Background information
- Origin: Mumbai, India
- Genres: Groove metal, deathcore
- Years active: 2003-present
- Labels: Independent Artist
- Members: Aman Virdi Rahul Hariharan R. Venkatraman (Baba) Aditya Gopinathan Nair (Amidtsya) Ishaan Krishna Aniket Wankhade (Anny)
- Past members: Jaison Lewis Sriram Sharma Jai Row Kavi Vinit Bharucha Sidharth Kadadi Vinay Venkatesh Sunneith Revankar

= Bhayanak Maut =

Indian metal band

Bhayanak Maut is an Indian metal band from Mumbai. The band's name was inspired by a B-Grade Hindi horror movie of the same name, which translates to "Horrific Death".

== History ==
Bhayanak Maut formed in November 2003. The band was formed and named by Jaison and Sriram who recruited several members including Sera Kattoua Aman, Ravi Balakrishnan, R.Venkatraman and Rahul Hariharan to join the band. R.Venkatraman is the only remaining member of the original lineup. The band released their third full-length album "MAN" on 31 October 2014.

== Performances ==
Bhayanak Maut (or BM for short as it is known as among its fans) has played at college fests such as Oasis-BITS Pilani, RAIT Horizons, IIT Chennai – Saarang (Finalists), NLS Bangalore's Strawberry Fields, and Goa's Waves Festival. The band also had numerous gigs at venues like Cyclone, Pune. They played at the first gig at Razzberry Rhinoceros and second at SIES Sion college festival. However, the first gig with Vinay as the front man was JRO 2004 and they also came third at Blitzkrieg 2004 – the IIT Delhi competition.
Another highlight in the band's career has been playing at GIR in 2007 in New Delhi alongside Norwegian band, Enslaved.

Their biggest break yet came in 2007 when they reached the finals of Garnier Fructis presents Channel V Launchpad live at Hard Rock Café, held at Pragati Maidan in New Delhi. In November 2008, Bhayanak Maut played on stage at the Great Indian Rock (GIR) show at Mumbai alongside Satyricon and Sahg, and received good reviews for their performance in GIR Shillong.

Jai Row Kavi took over as Bhayanak Maut's drummer in August 2009 as Rahul Hariharan decided to take a year off and complete his master's degree in the UK.

# What you are asked to do
Please decide whether each statement below agrees with the text on Bhayanak Maut, answering yes or no and quoting the words from the text that settle it. (a) The band formed in November 2003. (b) Rahul Hariharan is the only remaining member of the original lineup. (c) At GIR in New Delhi in 2007, the band played alongside Satyricon.

# Raw data
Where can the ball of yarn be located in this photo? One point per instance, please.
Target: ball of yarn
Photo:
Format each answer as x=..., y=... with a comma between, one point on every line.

# Written response
(a) Yes: "Bhayanak Maut formed in November 2003."
(b) No: "R.Venkatraman is the only remaining member of the original lineup."
(c) No: "playing at GIR in 2007 in New Delhi alongside Norwegian band, Enslaved."